» Supplied information:
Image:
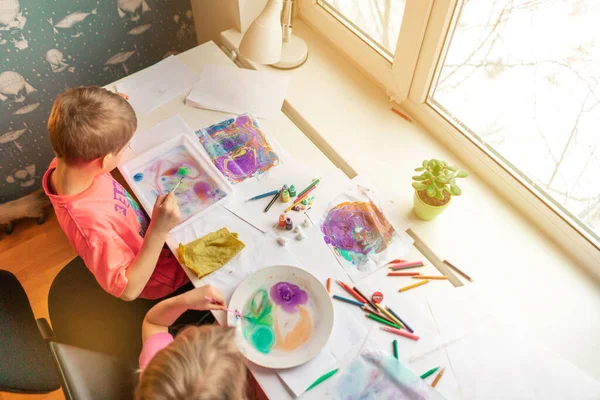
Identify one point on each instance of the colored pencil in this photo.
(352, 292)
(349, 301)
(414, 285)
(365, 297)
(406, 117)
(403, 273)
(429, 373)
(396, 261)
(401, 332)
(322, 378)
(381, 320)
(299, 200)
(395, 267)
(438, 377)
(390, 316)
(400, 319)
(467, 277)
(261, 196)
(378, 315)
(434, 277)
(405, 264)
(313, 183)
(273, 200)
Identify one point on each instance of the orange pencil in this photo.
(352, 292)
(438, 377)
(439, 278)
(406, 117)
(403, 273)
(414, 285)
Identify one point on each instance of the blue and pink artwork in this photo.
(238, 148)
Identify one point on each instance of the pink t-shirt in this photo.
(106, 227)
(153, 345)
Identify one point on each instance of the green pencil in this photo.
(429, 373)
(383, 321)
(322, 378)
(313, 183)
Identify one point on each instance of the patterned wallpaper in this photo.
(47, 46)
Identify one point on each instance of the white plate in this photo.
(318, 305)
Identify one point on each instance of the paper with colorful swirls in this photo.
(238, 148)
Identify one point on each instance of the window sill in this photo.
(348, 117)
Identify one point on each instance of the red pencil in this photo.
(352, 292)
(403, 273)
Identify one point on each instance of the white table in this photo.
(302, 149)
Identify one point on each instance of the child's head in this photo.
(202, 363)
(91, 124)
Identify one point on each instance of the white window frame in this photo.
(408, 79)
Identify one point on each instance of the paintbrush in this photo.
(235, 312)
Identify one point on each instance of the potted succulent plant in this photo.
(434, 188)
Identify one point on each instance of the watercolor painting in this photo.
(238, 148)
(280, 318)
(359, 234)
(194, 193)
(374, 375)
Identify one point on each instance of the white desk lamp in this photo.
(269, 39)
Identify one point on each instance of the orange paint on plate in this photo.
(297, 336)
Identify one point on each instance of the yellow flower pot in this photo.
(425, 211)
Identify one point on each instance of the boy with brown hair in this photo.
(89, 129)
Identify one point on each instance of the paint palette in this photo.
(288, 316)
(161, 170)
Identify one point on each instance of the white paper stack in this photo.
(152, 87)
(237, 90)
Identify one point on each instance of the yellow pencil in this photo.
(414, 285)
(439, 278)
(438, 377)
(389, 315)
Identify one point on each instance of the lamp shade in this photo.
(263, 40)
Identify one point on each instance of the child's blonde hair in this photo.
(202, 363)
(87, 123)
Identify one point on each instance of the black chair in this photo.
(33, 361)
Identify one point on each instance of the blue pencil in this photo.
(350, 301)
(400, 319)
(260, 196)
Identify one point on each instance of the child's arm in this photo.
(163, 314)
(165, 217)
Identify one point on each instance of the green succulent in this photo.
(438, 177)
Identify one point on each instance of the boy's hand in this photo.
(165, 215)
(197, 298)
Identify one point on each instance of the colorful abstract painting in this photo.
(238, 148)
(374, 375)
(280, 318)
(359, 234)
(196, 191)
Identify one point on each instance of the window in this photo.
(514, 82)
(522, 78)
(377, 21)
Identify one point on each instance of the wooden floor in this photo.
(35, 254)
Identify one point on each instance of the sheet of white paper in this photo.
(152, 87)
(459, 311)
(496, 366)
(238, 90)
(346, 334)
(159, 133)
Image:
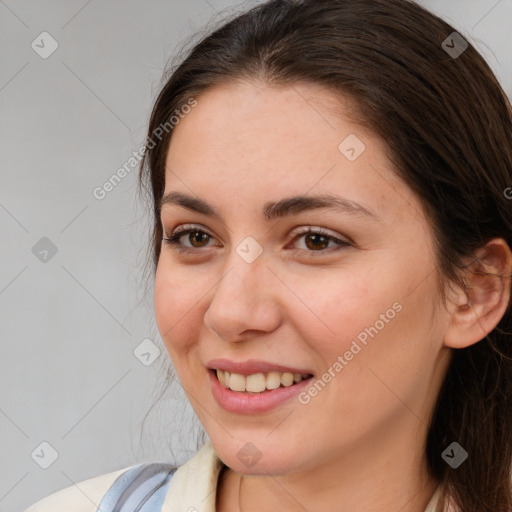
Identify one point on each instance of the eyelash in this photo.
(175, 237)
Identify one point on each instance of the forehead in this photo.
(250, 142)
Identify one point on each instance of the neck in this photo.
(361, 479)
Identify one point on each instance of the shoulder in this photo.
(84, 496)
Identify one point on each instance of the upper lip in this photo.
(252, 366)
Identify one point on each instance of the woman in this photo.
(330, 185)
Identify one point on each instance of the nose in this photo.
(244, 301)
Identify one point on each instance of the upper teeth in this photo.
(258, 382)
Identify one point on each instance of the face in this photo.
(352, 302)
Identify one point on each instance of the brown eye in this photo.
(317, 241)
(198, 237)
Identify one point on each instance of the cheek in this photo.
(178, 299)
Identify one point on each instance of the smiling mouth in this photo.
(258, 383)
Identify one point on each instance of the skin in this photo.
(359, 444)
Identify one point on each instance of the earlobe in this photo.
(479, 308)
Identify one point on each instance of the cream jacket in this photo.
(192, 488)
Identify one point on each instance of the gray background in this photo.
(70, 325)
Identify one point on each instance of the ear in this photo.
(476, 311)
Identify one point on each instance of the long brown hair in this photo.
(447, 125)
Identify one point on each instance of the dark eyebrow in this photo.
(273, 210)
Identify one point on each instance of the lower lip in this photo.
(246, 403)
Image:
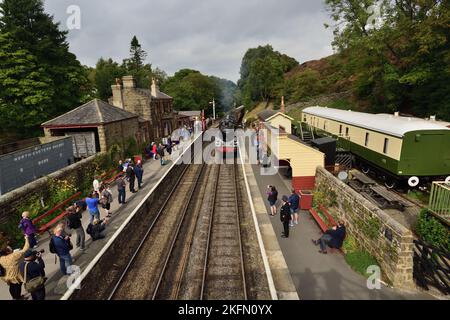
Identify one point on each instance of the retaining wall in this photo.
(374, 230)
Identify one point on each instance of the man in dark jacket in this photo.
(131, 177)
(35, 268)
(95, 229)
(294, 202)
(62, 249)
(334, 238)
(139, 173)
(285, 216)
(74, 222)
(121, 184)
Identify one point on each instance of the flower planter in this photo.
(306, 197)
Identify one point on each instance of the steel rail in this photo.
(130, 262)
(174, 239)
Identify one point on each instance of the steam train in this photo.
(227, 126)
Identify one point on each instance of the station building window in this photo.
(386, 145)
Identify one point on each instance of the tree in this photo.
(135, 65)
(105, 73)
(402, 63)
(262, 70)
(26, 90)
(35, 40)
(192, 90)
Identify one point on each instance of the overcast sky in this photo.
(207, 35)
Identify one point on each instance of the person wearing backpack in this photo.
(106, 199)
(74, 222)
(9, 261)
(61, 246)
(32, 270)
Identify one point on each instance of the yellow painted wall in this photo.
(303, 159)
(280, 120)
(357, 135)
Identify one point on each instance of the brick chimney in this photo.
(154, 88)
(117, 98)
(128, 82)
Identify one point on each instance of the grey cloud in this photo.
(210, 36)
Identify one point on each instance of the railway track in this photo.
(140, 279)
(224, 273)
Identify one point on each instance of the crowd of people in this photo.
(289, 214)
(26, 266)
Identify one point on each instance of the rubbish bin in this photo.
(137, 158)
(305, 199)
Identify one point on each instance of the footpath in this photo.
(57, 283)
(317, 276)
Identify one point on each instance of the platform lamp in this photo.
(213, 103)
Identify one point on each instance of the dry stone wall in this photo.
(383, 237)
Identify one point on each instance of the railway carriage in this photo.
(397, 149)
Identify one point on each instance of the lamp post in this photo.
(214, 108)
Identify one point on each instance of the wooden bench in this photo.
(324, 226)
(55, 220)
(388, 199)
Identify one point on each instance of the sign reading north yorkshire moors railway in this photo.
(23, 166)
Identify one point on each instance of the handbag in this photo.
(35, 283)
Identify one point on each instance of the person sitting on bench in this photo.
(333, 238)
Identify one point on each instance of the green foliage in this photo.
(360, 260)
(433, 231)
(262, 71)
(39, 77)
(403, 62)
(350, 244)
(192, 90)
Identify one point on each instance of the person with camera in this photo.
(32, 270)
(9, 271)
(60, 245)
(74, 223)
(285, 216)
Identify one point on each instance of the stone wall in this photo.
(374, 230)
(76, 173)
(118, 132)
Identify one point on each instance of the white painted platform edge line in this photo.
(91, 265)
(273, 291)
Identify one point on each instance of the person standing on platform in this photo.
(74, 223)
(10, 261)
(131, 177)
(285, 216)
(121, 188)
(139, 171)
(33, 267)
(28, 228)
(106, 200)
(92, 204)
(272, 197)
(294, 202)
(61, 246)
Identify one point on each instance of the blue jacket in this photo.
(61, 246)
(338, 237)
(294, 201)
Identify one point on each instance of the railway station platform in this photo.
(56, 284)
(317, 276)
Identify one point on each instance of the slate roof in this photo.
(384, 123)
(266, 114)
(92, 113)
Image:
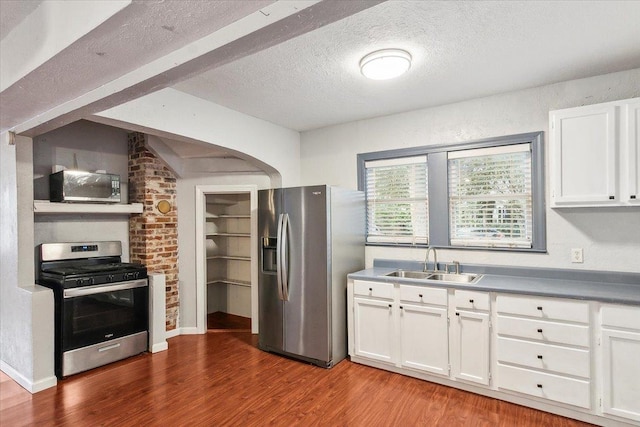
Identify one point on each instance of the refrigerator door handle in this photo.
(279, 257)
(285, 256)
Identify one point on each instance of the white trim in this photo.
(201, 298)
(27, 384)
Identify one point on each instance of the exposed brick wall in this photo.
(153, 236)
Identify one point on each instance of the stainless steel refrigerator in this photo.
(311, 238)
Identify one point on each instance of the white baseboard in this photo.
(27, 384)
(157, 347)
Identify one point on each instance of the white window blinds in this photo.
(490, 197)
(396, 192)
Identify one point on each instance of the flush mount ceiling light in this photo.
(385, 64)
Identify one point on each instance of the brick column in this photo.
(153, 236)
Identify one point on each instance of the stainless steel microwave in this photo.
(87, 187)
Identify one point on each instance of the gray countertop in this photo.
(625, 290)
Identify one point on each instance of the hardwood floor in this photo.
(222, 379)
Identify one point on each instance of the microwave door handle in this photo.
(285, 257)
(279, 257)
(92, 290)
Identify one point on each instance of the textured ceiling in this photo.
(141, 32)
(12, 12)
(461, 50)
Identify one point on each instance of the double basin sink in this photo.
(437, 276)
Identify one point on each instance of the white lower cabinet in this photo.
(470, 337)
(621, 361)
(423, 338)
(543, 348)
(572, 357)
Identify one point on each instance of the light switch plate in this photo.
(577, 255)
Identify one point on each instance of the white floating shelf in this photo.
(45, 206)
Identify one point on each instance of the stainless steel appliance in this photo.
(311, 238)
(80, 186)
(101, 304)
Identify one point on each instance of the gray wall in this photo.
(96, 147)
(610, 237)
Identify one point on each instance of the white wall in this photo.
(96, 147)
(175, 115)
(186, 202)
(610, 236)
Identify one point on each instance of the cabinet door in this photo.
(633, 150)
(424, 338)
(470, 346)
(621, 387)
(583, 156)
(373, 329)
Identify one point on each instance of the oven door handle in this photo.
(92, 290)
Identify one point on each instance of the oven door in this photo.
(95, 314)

» Given problem:
Repeat the line containing "Identify one point on each instance of the white trim" and all subsequent lines through the final line of the data, exactly and with no others.

» Solution below:
Identify one point on each instance of the white trim in this photo.
(201, 298)
(27, 384)
Identify one point on each instance of the exposed brick wall in this photo.
(153, 236)
Identify one point on each instance of the stainless steel refrigerator in this photo.
(311, 238)
Identify one point on each instance of the white baseboard in this photo.
(27, 384)
(157, 347)
Identify one point on each instance of the white window blinds in this photo.
(490, 197)
(396, 192)
Identify one point on each instance of the flush mount ceiling light in this photo.
(385, 64)
Identify one point on each instance of the brick column in this photo.
(153, 236)
Identify one point on each instance of the stainless steel microwave in this photo.
(87, 187)
Identify one point on each instance of the gray countertop in this photo.
(625, 290)
Identify one point on each instance of the hardwood floor in this photo.
(222, 379)
Identify one point on each instance of the microwave door handle in this photo.
(285, 257)
(279, 257)
(92, 290)
Identify one point on each instance of the textured ceiling in this photo.
(141, 32)
(12, 12)
(461, 50)
Identify one point on each instance of the double basin sink in this photo.
(437, 276)
Identify one point on each instance of the white lower cabinet in this photo.
(470, 337)
(621, 361)
(423, 338)
(543, 348)
(572, 357)
Identify one point on each instance of the light switch plate in this photo.
(577, 255)
Identify one point on each instance of the white floating shelf in this photo.
(45, 206)
Identify one point on each instance of the stainless steel appliance in this photo.
(311, 238)
(80, 186)
(101, 304)
Identify one point on each instance of the gray wall in this photo.
(96, 147)
(610, 237)
Identify one point on each instance of the white wall in this photo.
(96, 147)
(175, 115)
(186, 202)
(610, 236)
Identify one point on each instance of the cabinet door in this photo.
(633, 150)
(424, 338)
(470, 346)
(621, 387)
(583, 156)
(373, 329)
Identify one point on each instance of the oven door handle in this photo.
(92, 290)
Identify one point on each instance of the oven door in this photo.
(95, 314)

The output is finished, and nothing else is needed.